What you should do:
Write out the rows below verbatim, from the line that contains "[locate] wheel arch" through the line that contains "Target: row of parked cars", with both of those lines included.

(Extracted records)
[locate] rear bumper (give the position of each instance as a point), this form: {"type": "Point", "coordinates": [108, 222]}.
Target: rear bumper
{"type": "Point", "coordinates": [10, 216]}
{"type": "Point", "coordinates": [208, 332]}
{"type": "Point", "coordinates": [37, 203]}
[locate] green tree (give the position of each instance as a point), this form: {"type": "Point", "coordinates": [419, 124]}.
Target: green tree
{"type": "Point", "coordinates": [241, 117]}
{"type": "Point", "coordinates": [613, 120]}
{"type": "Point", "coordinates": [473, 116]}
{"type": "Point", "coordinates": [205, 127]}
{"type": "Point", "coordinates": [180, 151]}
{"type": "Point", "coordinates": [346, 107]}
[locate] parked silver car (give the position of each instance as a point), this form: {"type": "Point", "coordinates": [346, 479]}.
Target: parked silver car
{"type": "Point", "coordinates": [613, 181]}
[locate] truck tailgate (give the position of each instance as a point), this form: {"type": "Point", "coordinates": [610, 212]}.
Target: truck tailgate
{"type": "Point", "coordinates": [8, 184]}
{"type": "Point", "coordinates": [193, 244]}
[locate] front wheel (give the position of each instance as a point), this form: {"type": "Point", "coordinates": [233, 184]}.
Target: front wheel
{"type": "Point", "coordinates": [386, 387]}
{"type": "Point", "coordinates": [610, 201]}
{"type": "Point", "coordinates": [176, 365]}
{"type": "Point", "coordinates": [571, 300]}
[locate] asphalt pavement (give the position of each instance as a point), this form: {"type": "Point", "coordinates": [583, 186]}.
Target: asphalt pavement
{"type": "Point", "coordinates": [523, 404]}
...
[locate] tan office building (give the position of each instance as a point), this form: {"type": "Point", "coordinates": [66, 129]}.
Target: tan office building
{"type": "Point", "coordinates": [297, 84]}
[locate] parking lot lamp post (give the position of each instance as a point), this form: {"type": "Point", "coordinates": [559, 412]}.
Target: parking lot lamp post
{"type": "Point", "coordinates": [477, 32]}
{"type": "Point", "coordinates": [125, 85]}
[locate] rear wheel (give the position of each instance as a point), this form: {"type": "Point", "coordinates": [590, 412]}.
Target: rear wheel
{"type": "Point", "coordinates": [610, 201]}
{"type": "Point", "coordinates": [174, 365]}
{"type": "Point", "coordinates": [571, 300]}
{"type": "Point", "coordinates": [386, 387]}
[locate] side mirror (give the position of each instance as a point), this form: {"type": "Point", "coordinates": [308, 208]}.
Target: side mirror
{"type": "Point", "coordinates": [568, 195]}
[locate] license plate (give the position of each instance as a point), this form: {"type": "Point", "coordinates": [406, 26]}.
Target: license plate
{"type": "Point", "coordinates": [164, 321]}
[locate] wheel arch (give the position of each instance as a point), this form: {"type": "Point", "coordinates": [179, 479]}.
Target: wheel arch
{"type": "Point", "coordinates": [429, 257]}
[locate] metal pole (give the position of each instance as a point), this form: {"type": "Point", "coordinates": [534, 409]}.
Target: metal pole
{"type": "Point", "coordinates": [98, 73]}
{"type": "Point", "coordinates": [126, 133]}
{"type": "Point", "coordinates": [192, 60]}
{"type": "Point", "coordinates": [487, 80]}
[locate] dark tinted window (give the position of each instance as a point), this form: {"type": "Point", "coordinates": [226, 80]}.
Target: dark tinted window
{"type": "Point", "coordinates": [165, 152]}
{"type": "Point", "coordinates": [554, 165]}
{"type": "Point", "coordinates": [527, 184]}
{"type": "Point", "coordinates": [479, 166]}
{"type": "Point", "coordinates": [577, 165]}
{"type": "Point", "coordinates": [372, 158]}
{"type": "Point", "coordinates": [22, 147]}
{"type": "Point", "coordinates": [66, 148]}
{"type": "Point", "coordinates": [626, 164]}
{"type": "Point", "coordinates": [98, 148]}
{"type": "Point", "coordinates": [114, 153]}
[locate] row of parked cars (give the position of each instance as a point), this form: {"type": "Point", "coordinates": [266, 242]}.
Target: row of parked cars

Response below:
[locate] wheel arch (give the position of each instance as a point), this form: {"type": "Point", "coordinates": [179, 479]}.
Target: wheel arch
{"type": "Point", "coordinates": [429, 257]}
[locate] metal pole (give the position of each instance as a point), this form: {"type": "Point", "coordinates": [534, 409]}.
Target: metal pole
{"type": "Point", "coordinates": [98, 73]}
{"type": "Point", "coordinates": [126, 133]}
{"type": "Point", "coordinates": [192, 60]}
{"type": "Point", "coordinates": [487, 80]}
[locate] dark tinted window (give the position of each instance as a point), this form: {"type": "Point", "coordinates": [226, 80]}.
Target: dark tinted window
{"type": "Point", "coordinates": [165, 152]}
{"type": "Point", "coordinates": [554, 165]}
{"type": "Point", "coordinates": [527, 184]}
{"type": "Point", "coordinates": [479, 166]}
{"type": "Point", "coordinates": [577, 165]}
{"type": "Point", "coordinates": [372, 158]}
{"type": "Point", "coordinates": [22, 147]}
{"type": "Point", "coordinates": [66, 148]}
{"type": "Point", "coordinates": [626, 164]}
{"type": "Point", "coordinates": [98, 148]}
{"type": "Point", "coordinates": [114, 153]}
[locate] row of parked cars (give the position of each instance as a point), this form: {"type": "Point", "coordinates": [266, 242]}.
Target: row of parked cars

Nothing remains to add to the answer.